## Your task
Copy out only the stretch from the line containing "of the corrugated" through the line containing "Target: corrugated metal fence", swapping "corrugated metal fence" for "chain-link fence" and leaving everything else unchanged.

=== Data provided ===

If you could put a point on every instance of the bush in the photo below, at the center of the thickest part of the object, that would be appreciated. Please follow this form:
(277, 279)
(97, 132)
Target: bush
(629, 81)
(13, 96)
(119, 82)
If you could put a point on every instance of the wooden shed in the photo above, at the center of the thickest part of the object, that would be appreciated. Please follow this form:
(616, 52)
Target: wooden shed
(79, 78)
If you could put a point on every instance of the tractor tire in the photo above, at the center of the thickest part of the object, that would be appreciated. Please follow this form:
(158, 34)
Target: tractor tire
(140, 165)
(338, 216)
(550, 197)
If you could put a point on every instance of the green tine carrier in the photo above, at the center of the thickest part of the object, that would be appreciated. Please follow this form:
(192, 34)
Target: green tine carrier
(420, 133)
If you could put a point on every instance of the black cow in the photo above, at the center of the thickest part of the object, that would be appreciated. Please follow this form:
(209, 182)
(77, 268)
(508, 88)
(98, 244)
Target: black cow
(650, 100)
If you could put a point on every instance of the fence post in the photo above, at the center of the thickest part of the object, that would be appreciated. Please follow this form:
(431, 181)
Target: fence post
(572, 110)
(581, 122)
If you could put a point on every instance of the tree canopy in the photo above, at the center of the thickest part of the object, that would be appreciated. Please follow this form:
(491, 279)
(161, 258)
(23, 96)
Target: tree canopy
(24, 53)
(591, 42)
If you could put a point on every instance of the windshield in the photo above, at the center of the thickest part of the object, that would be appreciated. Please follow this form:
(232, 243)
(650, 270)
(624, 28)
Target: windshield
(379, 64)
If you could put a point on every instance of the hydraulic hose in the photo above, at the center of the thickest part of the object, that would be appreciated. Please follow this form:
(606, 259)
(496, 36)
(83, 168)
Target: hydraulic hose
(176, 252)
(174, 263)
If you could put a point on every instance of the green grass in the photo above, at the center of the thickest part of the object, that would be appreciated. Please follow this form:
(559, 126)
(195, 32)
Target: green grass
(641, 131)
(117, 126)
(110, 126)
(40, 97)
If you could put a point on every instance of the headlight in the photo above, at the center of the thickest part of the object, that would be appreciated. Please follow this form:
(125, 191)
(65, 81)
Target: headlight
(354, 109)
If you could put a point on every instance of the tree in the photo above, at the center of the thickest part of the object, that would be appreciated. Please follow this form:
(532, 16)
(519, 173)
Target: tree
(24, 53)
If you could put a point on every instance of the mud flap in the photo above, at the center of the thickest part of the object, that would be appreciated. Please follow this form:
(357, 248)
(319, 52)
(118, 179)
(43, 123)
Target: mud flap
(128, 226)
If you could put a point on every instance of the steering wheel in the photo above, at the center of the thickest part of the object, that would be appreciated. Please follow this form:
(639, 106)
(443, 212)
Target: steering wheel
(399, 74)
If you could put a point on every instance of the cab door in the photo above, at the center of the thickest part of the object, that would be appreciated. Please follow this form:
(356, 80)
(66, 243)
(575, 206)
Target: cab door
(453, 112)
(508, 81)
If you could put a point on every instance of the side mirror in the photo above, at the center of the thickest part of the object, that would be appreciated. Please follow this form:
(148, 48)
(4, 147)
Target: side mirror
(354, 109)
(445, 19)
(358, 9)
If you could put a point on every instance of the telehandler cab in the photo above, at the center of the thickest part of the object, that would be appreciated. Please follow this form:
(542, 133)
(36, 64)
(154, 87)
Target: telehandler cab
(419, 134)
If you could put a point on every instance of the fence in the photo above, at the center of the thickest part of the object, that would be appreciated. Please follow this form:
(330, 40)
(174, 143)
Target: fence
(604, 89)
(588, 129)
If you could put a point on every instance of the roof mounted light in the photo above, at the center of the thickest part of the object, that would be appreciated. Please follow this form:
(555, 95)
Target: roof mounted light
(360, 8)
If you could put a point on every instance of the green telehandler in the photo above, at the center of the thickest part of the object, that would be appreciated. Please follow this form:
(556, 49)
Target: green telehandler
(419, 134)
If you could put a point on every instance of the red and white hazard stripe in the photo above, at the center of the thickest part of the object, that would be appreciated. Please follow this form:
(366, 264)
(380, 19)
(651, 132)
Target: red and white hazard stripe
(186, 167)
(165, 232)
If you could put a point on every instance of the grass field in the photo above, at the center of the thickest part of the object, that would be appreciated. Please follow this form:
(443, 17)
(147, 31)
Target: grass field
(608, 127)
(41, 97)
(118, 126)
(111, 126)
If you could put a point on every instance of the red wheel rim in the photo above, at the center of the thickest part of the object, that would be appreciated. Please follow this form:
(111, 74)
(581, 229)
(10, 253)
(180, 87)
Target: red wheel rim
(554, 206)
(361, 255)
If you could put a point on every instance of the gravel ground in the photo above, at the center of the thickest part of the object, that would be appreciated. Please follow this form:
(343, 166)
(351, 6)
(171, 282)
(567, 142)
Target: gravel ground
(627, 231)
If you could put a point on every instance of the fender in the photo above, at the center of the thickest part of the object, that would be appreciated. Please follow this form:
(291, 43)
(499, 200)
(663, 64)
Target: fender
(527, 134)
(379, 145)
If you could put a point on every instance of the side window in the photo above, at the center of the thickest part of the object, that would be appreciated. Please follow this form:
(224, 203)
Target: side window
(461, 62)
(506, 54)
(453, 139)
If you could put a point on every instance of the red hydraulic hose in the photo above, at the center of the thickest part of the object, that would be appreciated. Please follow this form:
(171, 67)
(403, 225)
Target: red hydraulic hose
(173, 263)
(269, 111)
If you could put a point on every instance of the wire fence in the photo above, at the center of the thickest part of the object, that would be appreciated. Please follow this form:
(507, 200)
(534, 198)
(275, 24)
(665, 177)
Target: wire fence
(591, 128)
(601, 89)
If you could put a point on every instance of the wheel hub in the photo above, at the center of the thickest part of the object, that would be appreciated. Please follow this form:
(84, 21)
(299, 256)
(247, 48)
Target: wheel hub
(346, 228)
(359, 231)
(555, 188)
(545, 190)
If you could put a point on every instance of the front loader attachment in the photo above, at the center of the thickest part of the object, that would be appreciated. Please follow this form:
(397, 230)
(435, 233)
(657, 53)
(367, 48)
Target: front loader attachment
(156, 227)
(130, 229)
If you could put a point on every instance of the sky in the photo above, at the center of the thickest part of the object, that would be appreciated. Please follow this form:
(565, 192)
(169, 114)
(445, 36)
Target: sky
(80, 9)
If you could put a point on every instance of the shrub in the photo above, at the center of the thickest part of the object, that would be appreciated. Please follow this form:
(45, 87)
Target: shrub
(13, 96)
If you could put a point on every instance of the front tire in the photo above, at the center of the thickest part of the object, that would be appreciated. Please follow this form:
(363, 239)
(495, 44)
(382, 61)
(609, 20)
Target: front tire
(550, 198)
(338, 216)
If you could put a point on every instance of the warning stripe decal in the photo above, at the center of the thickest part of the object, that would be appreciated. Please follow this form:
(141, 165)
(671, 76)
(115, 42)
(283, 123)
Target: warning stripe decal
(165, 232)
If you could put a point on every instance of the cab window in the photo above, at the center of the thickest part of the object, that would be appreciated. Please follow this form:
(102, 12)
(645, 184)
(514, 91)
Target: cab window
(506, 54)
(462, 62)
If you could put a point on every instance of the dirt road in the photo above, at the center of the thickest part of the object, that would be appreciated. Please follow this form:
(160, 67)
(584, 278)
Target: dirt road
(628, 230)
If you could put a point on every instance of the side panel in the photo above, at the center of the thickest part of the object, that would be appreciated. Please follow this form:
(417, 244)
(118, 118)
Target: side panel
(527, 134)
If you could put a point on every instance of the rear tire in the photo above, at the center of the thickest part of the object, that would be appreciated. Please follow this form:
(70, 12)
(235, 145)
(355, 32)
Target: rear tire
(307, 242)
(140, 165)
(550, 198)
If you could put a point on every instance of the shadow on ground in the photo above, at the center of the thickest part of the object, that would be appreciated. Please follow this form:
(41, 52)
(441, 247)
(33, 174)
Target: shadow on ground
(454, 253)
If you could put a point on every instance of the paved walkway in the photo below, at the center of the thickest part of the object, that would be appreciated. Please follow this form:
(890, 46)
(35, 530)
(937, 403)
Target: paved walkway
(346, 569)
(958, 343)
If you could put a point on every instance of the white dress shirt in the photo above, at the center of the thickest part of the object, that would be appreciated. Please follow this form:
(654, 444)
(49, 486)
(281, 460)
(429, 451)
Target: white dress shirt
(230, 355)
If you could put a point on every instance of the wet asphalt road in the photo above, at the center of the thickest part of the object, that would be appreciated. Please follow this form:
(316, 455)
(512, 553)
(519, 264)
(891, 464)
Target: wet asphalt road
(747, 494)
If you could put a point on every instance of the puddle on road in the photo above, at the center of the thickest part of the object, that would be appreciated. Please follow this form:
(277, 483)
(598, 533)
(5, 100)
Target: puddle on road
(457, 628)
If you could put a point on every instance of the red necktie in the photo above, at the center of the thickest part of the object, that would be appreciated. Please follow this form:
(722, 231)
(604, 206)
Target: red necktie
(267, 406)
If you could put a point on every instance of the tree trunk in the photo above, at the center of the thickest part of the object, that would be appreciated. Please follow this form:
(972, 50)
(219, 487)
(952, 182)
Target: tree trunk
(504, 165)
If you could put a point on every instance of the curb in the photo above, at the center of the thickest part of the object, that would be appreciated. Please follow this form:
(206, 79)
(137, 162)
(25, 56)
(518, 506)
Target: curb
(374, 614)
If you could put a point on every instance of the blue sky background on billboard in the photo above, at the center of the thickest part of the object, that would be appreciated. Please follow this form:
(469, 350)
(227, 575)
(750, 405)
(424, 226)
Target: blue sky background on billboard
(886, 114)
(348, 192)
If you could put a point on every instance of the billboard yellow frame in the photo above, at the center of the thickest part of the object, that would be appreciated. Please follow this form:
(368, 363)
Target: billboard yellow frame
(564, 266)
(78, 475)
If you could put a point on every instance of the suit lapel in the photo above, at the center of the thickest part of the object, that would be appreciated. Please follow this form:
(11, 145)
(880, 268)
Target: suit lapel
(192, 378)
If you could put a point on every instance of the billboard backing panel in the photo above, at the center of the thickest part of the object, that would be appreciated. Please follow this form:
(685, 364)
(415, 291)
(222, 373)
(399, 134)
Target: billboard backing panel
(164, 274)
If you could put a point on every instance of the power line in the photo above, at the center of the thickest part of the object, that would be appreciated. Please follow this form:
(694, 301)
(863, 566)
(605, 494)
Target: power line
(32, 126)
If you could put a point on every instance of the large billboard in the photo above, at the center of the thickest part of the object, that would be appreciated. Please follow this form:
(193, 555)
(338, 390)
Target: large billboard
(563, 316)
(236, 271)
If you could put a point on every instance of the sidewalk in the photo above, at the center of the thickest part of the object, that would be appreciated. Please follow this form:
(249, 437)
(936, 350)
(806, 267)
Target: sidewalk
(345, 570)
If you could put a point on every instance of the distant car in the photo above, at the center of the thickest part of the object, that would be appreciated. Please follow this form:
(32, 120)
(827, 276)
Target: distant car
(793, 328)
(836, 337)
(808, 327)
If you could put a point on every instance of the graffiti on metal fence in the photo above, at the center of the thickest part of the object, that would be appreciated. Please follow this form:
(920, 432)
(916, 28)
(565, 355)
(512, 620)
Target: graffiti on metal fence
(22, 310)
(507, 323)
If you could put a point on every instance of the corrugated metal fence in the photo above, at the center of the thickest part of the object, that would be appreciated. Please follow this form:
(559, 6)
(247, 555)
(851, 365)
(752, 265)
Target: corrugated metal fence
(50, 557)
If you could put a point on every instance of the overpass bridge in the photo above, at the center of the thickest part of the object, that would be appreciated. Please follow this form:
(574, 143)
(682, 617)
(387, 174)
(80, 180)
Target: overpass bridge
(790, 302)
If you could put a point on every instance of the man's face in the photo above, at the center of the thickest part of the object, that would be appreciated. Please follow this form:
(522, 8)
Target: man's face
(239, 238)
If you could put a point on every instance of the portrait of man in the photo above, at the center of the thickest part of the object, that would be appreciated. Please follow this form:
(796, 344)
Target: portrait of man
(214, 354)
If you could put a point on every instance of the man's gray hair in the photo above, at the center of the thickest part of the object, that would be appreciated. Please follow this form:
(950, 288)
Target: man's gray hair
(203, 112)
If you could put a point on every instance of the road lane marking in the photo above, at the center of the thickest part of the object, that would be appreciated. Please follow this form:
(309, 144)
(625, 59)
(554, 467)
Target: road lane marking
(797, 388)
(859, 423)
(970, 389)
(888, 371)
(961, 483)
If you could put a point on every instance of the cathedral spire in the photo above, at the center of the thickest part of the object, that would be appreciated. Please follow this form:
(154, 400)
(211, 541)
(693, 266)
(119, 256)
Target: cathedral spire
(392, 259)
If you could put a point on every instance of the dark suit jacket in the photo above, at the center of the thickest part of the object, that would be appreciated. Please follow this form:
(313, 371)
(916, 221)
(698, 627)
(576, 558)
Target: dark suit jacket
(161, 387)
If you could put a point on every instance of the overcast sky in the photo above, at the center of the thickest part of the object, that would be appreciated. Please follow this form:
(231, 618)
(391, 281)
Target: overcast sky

===

## Full solution
If you could put a point on every instance of the chain-link fence in the photo above, at the center of the thickest part of the object, that would be appreciated. Please follow this form:
(559, 6)
(247, 555)
(851, 365)
(752, 265)
Target: chain-link fence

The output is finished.